SET TASK >> Pull out every line of the records that contains the string "taxiway", copying each one in full. Case counts.

Segmentation data >>

■ ■ ■ ■

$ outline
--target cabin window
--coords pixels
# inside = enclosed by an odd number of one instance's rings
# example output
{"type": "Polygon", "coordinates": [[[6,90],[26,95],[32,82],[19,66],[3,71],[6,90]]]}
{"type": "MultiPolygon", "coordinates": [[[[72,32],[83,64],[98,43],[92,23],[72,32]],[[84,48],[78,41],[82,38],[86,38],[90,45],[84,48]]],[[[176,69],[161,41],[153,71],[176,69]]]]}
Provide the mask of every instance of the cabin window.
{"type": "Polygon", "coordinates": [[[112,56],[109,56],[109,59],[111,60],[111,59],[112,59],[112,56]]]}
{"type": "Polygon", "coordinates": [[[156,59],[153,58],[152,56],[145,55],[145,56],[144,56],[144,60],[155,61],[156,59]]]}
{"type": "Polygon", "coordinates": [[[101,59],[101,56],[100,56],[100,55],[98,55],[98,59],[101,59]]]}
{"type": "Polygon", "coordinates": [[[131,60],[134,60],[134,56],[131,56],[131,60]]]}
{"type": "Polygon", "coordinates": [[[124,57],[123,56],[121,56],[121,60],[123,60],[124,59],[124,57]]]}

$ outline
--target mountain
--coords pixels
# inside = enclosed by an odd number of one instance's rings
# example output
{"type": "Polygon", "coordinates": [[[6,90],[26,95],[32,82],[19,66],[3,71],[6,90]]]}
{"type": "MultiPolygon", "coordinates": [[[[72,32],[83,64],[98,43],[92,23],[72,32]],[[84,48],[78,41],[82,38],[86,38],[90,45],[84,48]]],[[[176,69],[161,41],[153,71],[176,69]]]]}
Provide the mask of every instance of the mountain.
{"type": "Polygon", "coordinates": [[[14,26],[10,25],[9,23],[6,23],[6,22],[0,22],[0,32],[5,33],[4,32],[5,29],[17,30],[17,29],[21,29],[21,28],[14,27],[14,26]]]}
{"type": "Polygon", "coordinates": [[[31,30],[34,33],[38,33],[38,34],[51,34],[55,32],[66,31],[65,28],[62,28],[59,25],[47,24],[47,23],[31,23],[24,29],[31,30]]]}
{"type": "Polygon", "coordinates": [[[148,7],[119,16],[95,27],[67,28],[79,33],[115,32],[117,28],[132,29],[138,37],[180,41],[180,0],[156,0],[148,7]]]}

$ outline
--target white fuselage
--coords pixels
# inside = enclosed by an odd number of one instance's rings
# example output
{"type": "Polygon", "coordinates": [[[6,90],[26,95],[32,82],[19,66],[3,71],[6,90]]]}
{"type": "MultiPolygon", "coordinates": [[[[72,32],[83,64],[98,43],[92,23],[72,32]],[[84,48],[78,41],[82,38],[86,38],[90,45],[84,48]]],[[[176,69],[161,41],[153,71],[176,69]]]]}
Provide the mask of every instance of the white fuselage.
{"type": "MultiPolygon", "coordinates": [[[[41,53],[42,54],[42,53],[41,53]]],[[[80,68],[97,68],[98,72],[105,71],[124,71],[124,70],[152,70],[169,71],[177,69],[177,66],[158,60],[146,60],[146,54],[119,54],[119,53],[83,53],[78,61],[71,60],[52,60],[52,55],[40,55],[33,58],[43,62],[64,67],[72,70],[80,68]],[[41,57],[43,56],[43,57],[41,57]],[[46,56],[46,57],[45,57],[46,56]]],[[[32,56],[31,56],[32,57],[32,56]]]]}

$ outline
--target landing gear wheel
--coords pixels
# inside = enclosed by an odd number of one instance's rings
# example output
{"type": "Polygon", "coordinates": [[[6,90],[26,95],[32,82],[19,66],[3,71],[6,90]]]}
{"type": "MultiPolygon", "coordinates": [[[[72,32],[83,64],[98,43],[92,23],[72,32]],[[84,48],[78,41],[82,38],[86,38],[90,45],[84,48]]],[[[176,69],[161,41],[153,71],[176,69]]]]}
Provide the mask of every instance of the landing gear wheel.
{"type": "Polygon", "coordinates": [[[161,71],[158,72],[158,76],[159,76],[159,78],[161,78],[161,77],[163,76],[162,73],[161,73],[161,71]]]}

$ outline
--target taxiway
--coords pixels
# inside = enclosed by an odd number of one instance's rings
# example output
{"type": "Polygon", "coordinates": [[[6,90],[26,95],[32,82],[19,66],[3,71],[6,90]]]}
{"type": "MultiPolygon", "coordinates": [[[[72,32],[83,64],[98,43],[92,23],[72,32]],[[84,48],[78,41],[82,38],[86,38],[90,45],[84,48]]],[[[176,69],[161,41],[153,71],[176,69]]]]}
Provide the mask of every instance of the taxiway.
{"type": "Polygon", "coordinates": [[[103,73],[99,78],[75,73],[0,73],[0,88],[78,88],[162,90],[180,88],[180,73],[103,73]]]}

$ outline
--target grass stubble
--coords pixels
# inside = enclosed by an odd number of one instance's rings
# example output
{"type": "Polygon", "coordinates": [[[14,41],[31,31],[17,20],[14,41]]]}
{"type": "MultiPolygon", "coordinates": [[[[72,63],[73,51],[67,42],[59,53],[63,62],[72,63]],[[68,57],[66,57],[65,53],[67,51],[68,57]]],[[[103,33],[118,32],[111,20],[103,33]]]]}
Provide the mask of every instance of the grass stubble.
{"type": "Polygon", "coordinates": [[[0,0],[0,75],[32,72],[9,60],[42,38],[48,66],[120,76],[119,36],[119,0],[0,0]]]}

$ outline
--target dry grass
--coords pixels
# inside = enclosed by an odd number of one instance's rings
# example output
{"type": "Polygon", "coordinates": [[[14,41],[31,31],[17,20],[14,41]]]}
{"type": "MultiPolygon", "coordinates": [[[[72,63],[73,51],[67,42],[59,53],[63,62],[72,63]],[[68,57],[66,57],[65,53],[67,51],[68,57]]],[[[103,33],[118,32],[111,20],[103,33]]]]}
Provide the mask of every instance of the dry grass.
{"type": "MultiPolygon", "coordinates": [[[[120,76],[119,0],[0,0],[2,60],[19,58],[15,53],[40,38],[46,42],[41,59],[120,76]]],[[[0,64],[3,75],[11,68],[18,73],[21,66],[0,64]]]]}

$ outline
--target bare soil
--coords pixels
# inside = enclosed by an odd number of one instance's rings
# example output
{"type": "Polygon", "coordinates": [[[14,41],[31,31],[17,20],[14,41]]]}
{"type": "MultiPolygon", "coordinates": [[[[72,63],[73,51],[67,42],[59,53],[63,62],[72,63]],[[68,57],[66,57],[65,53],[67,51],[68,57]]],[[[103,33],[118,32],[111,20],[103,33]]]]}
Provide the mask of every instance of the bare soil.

■ ■ ■ ■

RESPONSE BELOW >>
--target taxiway
Provide the mask of every instance of the taxiway.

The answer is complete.